>> BEGIN ITEMS
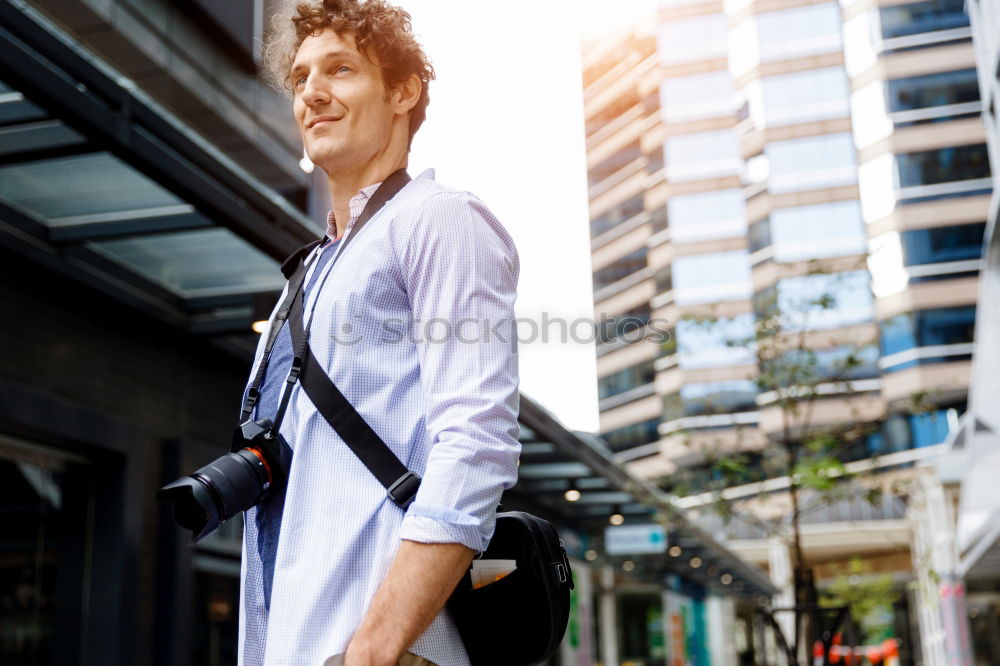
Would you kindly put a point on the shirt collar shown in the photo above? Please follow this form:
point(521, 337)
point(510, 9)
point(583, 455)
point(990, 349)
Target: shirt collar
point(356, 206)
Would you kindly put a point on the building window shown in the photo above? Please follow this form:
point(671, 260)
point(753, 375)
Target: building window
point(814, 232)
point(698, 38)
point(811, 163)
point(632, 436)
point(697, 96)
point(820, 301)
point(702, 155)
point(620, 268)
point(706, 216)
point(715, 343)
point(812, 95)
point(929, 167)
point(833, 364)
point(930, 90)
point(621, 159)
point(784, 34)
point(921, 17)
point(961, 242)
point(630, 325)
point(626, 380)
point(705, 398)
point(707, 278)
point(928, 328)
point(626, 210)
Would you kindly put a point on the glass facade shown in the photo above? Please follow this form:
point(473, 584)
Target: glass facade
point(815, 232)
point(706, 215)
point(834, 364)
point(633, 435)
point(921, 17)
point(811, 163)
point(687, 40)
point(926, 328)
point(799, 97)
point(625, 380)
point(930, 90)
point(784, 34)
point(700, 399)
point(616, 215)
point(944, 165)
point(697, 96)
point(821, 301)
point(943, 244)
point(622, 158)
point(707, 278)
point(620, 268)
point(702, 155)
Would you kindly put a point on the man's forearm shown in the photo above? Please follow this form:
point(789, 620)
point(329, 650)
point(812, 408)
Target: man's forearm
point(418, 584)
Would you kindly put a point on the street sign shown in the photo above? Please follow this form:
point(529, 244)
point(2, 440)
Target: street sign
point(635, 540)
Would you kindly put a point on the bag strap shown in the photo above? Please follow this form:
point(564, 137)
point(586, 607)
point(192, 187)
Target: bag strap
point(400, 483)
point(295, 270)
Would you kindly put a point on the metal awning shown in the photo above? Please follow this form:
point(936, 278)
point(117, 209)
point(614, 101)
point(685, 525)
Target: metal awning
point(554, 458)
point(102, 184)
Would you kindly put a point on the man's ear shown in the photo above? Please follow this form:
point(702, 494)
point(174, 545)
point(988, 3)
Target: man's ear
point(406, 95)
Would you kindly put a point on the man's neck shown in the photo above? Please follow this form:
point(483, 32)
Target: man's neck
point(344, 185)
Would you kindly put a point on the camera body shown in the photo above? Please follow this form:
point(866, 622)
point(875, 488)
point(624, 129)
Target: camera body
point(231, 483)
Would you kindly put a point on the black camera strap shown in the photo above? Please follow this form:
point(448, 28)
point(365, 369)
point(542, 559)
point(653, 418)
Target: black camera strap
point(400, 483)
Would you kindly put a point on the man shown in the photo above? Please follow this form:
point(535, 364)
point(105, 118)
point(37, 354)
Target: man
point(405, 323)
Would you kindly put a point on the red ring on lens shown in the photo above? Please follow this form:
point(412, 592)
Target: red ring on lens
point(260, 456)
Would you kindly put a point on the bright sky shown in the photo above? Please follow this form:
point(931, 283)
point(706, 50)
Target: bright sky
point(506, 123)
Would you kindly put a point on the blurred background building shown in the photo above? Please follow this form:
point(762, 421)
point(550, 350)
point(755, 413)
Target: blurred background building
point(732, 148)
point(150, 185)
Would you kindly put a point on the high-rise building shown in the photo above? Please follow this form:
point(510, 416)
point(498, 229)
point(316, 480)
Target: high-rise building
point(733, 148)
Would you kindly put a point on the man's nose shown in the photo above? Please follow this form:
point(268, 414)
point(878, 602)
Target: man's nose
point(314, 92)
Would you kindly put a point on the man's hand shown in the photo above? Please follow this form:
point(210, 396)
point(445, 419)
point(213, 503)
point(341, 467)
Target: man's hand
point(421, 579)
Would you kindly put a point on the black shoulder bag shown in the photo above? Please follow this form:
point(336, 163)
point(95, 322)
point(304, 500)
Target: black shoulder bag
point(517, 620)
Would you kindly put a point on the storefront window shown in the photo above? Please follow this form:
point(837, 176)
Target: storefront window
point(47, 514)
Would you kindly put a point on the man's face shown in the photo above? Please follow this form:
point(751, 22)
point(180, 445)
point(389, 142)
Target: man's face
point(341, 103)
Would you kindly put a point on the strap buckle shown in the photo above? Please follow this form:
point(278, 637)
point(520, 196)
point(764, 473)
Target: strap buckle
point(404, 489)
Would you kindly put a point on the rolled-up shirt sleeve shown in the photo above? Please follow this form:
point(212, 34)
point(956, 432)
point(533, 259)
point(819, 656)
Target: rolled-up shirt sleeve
>> END ITEMS
Please repeat all of the material above word for word, leaving out the pictures.

**RESPONSE FOR THIS EXERCISE**:
Would you kindly put a point on the shirt collar shown in the photo above? Please follow this form:
point(521, 337)
point(510, 9)
point(583, 455)
point(990, 349)
Target: shirt collar
point(356, 206)
Would you kindly put a point on the building window shown in the photo above? Please follow this form:
point(671, 260)
point(753, 375)
Target: building window
point(814, 232)
point(698, 38)
point(811, 163)
point(632, 436)
point(697, 96)
point(820, 301)
point(702, 155)
point(620, 268)
point(706, 216)
point(715, 343)
point(812, 95)
point(929, 167)
point(833, 364)
point(930, 90)
point(621, 159)
point(784, 34)
point(921, 17)
point(961, 242)
point(630, 325)
point(626, 380)
point(705, 398)
point(707, 278)
point(928, 328)
point(626, 210)
Would you kindly put a point on the glass facade shown in the photo above? Please follow this form:
point(473, 584)
Target: glass facade
point(815, 232)
point(706, 215)
point(834, 364)
point(633, 435)
point(921, 17)
point(811, 163)
point(687, 40)
point(926, 328)
point(799, 97)
point(625, 380)
point(930, 90)
point(784, 34)
point(700, 399)
point(616, 215)
point(944, 165)
point(697, 96)
point(821, 301)
point(943, 244)
point(622, 158)
point(707, 278)
point(620, 268)
point(702, 155)
Would you kindly put a point on the man's forearm shown in the photo above? Please follow this form:
point(789, 620)
point(329, 650)
point(812, 408)
Target: man's forearm
point(418, 584)
Would you kindly put a point on the street sign shown in the photo above? Please follow this form:
point(529, 244)
point(2, 440)
Target: street sign
point(635, 540)
Would you kindly put a point on the bag strap shown in the photo above? Please follow this form:
point(564, 137)
point(586, 607)
point(192, 187)
Target: bag strap
point(400, 483)
point(295, 270)
Would you kindly put a point on the metal awning shown in the photo above? Please follow this form:
point(936, 278)
point(117, 209)
point(614, 101)
point(685, 525)
Target: metal awning
point(554, 458)
point(102, 184)
Would you kindly put a point on the man's ear shown in the photo above? Please follow this form:
point(702, 494)
point(174, 545)
point(988, 3)
Target: man's ear
point(406, 95)
Would you kindly put a point on the man's neck shown in the photo above? Please follow this form:
point(483, 32)
Target: man's neck
point(344, 185)
Would you kindly put a point on the camera body shown in the photo above? Please follow this form:
point(866, 622)
point(875, 488)
point(624, 129)
Target: camera body
point(231, 483)
Would you kindly put a point on the black camera strap shown in the photo above? Please follow this form:
point(448, 28)
point(365, 369)
point(542, 559)
point(653, 418)
Target: black camera strap
point(400, 483)
Would you kindly put a point on the man shown in the photo above? Please follow this form:
point(535, 364)
point(105, 118)
point(37, 354)
Target: man
point(405, 323)
Would you kindly put a point on the red ring on lens shown in the photo above? Please follow this form:
point(412, 592)
Target: red ring on lens
point(260, 456)
Would you kindly put a point on the bright sky shown in the photo above? Please follow this form:
point(931, 283)
point(706, 50)
Target: bright sky
point(506, 123)
Would you kindly put a point on the blurred background building shown in the photo above? Please follow this form:
point(762, 421)
point(550, 350)
point(755, 413)
Target: blurred background building
point(732, 148)
point(150, 185)
Would you kindly put a point on the high-rise building shown in the photo above? Please follow this form:
point(510, 416)
point(498, 229)
point(316, 480)
Target: high-rise building
point(733, 148)
Would you kindly put a point on the man's nose shown in the photo above? Please follow this form:
point(268, 414)
point(878, 602)
Target: man's nose
point(314, 92)
Would you kindly put a point on the man's hand shown in the photo above? Please follow this form:
point(210, 396)
point(445, 419)
point(213, 503)
point(341, 467)
Target: man's hand
point(421, 579)
Would you kindly put a point on the black shoulder bag shown in the photo above? Please follow this form:
point(336, 163)
point(95, 322)
point(304, 500)
Target: black shoulder bag
point(517, 620)
Would you kindly put a point on the storefront window shown in the photo above? Please follow this form:
point(837, 176)
Target: storefront window
point(47, 514)
Would you kindly put a point on the man's face shown in the photo above? Please follow this form:
point(751, 22)
point(180, 445)
point(389, 142)
Target: man's face
point(341, 103)
Would you kindly put a point on the strap buckle shown in the photo above? Please follow this form:
point(278, 637)
point(520, 196)
point(764, 473)
Target: strap buckle
point(404, 489)
Would you kindly put a point on the rolled-up shirt sleeve shown in the photo above? Please follow this form:
point(212, 34)
point(956, 432)
point(533, 259)
point(819, 656)
Target: rolled-up shirt sleeve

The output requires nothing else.